**Extract provided**
########

Kitchen Refurbishment Safety: Storing Flammables During Renovations


A Christchurch landlord called after a painter left a tin of solvent-based primer beside a gas water heater overnight.


Nothing ignited, but the setup was one spark away from a serious fire, and a difficult investigation.


If you don’t live at the rental, renovation work can make the site a workplace under the Health and Safety at Work Act 2015.


That puts real duties on you as a Person Conducting a Business or Undertaking (PCBU), including how hazardous substances are stored and controlled.


Control flammables early by confirming what’s arriving on site, limiting quantities, separating them from ignition sources, and disposing of waste correctly.


Key Takeaways


Use these controls to reduce fire risk and meet your renovation duties without turning the job into paperwork theatre.


  • You may be a PCBU during the job. If you don’t live at the property, you must consult, cooperate, and coordinate with each contractor, and you can’t contract those duties out.

  • Renovation staples are flammable. Primers, thinners, contact adhesives, aerosols, and solvent cleaners must stay well clear of pilot lights, heaters, switchboards, and hot work.

  • Indoor storage needs a proper cabinet. If flammables must be inside, use a compliant cabinet with spill containment and self-closing doors, not a household cupboard.

  • Quantity triggers change the rules. Thresholds can require added controls, certification, or location compliance, even on small residential sites.

  • Oily rags and waste are ignition sources. Solvent and oil rags can self-heat, and Christchurch disposal rules prohibit hazardous waste in kerbside bins.

########

**Given records**
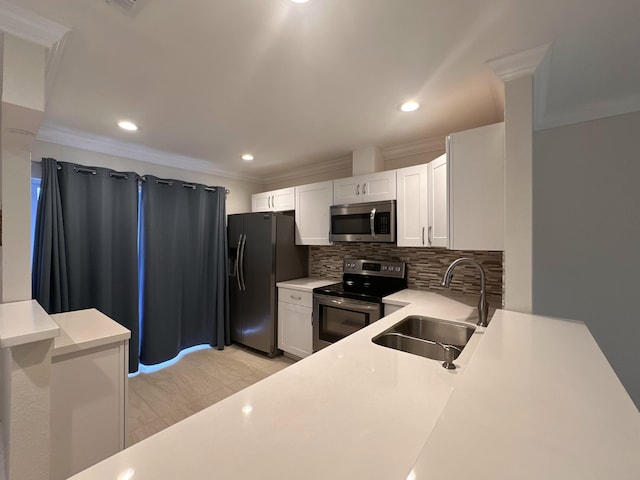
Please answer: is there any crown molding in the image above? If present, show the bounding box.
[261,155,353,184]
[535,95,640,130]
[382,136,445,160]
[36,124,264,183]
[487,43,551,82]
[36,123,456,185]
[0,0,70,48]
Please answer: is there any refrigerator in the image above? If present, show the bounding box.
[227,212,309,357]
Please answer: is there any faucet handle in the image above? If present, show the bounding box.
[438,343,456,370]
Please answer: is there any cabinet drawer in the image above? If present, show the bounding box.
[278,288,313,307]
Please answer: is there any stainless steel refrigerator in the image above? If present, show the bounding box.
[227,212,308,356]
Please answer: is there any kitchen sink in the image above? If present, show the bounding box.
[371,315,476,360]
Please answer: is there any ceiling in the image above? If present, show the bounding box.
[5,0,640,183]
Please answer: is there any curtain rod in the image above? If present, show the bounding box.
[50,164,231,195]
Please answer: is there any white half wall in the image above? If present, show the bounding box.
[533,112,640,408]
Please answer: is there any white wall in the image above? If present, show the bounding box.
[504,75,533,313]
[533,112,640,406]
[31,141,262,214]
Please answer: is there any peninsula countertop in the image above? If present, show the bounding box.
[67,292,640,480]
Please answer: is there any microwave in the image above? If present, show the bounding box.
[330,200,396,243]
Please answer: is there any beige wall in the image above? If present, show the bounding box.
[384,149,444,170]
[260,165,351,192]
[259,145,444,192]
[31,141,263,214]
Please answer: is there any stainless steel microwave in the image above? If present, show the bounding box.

########

**What you need to do**
[1] Reproduce the article on storing flammables during kitchen renovations word for word, from its title to its final bullet point.
[2] List each line of the records that contains the string "wall".

**The solutions**
[1]
Kitchen Refurbishment Safety: Storing Flammables During Renovations


A Christchurch landlord called after a painter left a tin of solvent-based primer beside a gas water heater overnight.


Nothing ignited, but the setup was one spark away from a serious fire, and a difficult investigation.


If you don’t live at the rental, renovation work can make the site a workplace under the Health and Safety at Work Act 2015.


That puts real duties on you as a Person Conducting a Business or Undertaking (PCBU), including how hazardous substances are stored and controlled.


Control flammables early by confirming what’s arriving on site, limiting quantities, separating them from ignition sources, and disposing of waste correctly.


Key Takeaways


Use these controls to reduce fire risk and meet your renovation duties without turning the job into paperwork theatre.


  • You may be a PCBU during the job. If you don’t live at the property, you must consult, cooperate, and coordinate with each contractor, and you can’t contract those duties out.

  • Renovation staples are flammable. Primers, thinners, contact adhesives, aerosols, and solvent cleaners must stay well clear of pilot lights, heaters, switchboards, and hot work.

  • Indoor storage needs a proper cabinet. If flammables must be inside, use a compliant cabinet with spill containment and self-closing doors, not a household cupboard.

  • Quantity triggers change the rules. Thresholds can require added controls, certification, or location compliance, even on small residential sites.

  • Oily rags and waste are ignition sources. Solvent and oil rags can self-heat, and Christchurch disposal rules prohibit hazardous waste in kerbside bins.

[2]
Please answer: is there any white half wall in the image above? If present, show the bounding box.
Please answer: is there any white wall in the image above? If present, show the bounding box.
Please answer: is there any beige wall in the image above? If present, show the bounding box.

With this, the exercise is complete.